-- Opening Marker --

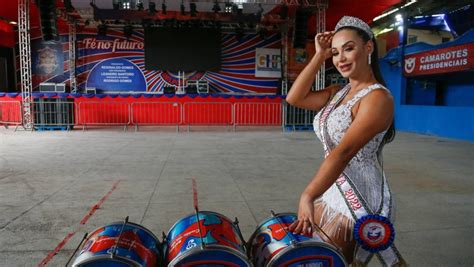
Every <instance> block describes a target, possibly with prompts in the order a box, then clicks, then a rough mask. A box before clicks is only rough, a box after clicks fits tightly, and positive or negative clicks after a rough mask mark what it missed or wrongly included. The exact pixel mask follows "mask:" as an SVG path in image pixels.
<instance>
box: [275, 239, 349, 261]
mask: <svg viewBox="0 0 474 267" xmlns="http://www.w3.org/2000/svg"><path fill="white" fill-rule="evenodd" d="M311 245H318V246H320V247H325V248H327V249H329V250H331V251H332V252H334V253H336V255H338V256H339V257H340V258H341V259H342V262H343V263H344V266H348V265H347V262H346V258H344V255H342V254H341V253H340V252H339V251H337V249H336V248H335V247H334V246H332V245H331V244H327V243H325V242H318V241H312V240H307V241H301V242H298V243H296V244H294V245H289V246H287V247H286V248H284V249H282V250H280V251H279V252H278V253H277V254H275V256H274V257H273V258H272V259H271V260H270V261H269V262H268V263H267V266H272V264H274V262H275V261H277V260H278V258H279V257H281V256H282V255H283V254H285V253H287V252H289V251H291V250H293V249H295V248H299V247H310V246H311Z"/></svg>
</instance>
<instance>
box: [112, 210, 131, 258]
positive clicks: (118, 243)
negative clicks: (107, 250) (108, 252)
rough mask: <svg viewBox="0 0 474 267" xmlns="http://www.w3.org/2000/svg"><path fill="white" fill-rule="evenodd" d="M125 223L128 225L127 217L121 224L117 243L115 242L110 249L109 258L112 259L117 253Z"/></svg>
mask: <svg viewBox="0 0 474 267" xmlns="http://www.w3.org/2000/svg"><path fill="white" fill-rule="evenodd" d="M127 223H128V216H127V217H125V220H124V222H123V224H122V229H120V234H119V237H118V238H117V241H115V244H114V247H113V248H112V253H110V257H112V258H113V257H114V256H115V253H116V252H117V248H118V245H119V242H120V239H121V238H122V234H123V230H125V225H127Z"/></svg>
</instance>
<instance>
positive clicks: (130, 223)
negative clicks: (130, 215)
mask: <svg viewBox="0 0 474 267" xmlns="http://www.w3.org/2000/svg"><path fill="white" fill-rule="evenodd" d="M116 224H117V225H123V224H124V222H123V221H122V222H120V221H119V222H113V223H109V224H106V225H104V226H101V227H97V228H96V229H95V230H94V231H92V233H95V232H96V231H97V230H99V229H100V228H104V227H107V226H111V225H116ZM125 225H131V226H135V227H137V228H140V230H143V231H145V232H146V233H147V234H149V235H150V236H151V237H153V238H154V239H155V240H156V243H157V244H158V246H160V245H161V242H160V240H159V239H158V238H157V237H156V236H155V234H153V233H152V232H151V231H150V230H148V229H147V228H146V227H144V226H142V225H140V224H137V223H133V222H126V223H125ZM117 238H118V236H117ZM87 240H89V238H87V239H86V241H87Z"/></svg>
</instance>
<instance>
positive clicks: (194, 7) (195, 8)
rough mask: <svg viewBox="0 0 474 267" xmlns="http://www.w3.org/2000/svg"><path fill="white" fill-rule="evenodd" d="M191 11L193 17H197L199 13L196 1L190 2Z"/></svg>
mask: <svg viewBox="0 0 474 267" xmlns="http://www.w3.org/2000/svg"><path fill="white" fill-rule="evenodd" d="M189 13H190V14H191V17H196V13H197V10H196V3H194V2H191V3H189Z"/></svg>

-- Closing Marker --
-- Opening Marker --

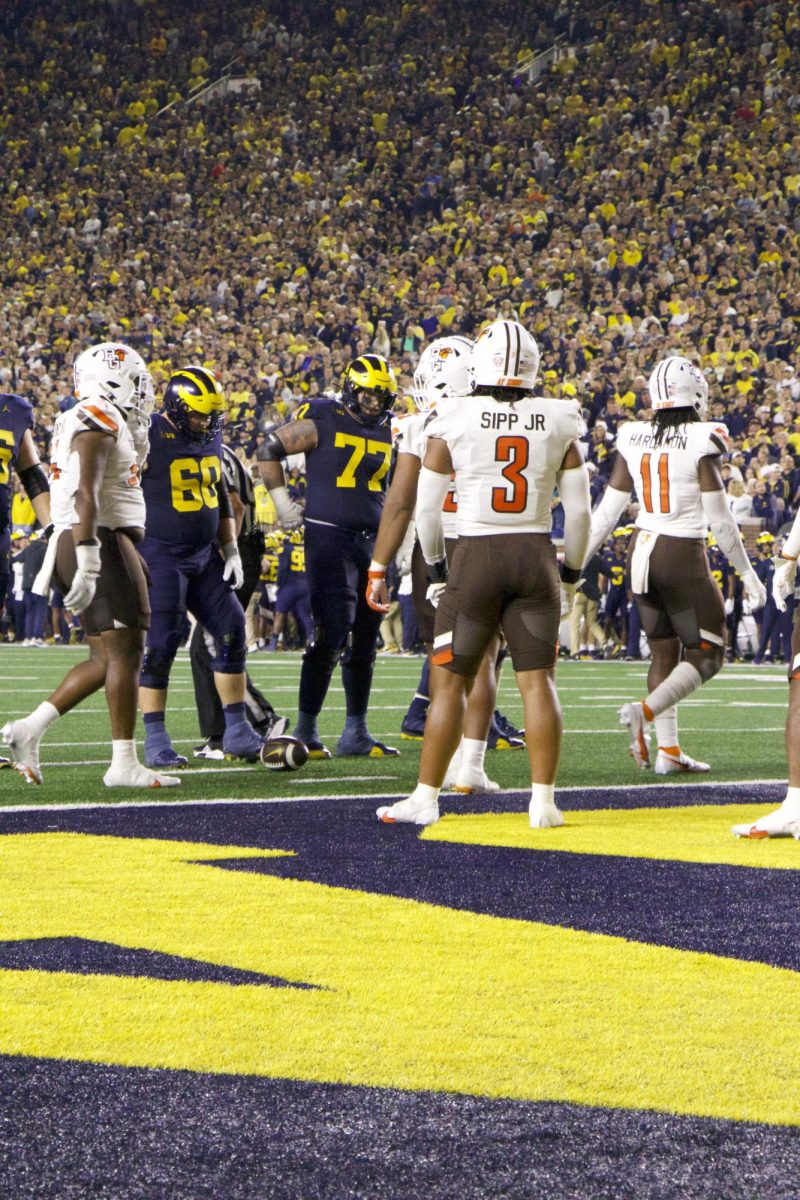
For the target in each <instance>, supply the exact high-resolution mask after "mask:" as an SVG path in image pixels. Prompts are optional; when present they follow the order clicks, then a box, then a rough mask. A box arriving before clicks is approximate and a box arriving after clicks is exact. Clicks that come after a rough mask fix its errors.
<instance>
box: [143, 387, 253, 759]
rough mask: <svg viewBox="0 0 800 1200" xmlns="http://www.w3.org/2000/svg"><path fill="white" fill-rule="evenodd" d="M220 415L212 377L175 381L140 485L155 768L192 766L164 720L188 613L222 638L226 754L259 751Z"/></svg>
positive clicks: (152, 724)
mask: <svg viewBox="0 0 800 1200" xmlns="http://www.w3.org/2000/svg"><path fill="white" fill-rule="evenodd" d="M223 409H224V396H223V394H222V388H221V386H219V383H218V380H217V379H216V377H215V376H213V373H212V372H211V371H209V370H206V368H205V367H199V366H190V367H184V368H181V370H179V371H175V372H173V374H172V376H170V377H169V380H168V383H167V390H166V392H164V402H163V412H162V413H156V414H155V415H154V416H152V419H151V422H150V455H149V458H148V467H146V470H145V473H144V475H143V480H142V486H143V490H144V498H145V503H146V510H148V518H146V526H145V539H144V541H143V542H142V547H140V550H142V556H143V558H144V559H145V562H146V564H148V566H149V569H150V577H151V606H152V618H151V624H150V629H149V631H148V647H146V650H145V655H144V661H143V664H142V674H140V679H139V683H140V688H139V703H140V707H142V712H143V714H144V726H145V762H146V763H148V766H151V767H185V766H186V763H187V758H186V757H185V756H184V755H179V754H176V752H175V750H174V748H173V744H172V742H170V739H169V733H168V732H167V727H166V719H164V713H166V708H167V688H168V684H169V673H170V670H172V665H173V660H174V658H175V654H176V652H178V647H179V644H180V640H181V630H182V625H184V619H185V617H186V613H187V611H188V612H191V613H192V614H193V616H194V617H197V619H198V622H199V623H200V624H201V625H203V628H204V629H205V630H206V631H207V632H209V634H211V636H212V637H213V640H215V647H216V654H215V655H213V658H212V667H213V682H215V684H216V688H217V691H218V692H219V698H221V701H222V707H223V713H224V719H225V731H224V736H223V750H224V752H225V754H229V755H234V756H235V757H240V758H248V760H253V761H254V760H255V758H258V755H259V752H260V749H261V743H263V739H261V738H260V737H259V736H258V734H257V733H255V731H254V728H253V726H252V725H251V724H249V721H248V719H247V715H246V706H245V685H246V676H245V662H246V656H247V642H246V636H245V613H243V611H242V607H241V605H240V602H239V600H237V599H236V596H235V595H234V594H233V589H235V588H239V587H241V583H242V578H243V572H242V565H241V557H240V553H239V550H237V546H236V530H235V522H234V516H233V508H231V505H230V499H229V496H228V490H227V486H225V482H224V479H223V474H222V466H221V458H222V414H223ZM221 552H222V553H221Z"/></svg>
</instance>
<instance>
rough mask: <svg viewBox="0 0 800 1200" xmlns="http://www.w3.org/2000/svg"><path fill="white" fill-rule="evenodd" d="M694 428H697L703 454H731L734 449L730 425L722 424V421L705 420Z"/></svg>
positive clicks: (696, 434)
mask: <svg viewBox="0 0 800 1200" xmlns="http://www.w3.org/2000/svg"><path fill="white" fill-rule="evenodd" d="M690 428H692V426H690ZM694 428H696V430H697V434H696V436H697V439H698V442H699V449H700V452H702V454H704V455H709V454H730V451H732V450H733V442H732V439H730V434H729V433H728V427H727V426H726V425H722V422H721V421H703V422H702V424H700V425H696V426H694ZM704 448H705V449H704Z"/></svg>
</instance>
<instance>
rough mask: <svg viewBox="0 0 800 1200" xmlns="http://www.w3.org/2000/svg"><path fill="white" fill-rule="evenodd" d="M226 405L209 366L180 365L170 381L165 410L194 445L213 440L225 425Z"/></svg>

-- Closing Marker --

The lines to extract from the data above begin with the line containing "Every <instance> block" and end with the line containing "positive clicks: (130, 223)". Extract them exactly, including both.

Every <instance> block describes a target, possibly with prompts in the order a box, then clicks, then a rough mask. A box before clicks is only rough, a box after clicks fits tightly, and positive or negative clicks after a rough mask mark what it missed or wrongly included. The exact pixel mask follows "mask:" as an SVG path in image pixels.
<instance>
box: [275, 239, 349, 261]
mask: <svg viewBox="0 0 474 267" xmlns="http://www.w3.org/2000/svg"><path fill="white" fill-rule="evenodd" d="M311 245H318V246H320V247H325V248H327V249H329V250H331V251H332V252H334V253H336V255H338V256H339V257H340V258H341V259H342V262H343V263H344V266H348V265H347V262H346V258H344V255H342V254H341V253H340V252H339V251H337V249H336V248H335V247H334V246H332V245H331V244H327V243H325V242H318V241H312V240H307V241H301V242H298V243H296V244H294V245H289V246H287V247H286V248H284V249H282V250H280V251H279V252H278V253H277V254H275V256H274V257H273V258H272V259H271V260H270V261H269V262H268V263H267V266H272V264H274V262H275V261H277V260H278V258H279V257H281V256H282V255H283V254H285V253H287V252H289V251H291V250H293V249H295V248H299V247H310V246H311Z"/></svg>
</instance>
<instance>
box: [112, 210, 131, 258]
positive clicks: (118, 243)
negative clicks: (107, 250) (108, 252)
rough mask: <svg viewBox="0 0 474 267" xmlns="http://www.w3.org/2000/svg"><path fill="white" fill-rule="evenodd" d="M125 223L128 225L127 217L121 224L117 243L115 242L110 249L109 258L112 259L117 253Z"/></svg>
mask: <svg viewBox="0 0 474 267" xmlns="http://www.w3.org/2000/svg"><path fill="white" fill-rule="evenodd" d="M127 223H128V216H127V217H125V220H124V222H123V224H122V229H120V234H119V237H118V238H117V241H115V244H114V247H113V248H112V253H110V257H112V258H113V257H114V256H115V253H116V252H117V248H118V245H119V242H120V239H121V238H122V234H123V230H125V225H127Z"/></svg>
</instance>
<instance>
positive clicks: (130, 223)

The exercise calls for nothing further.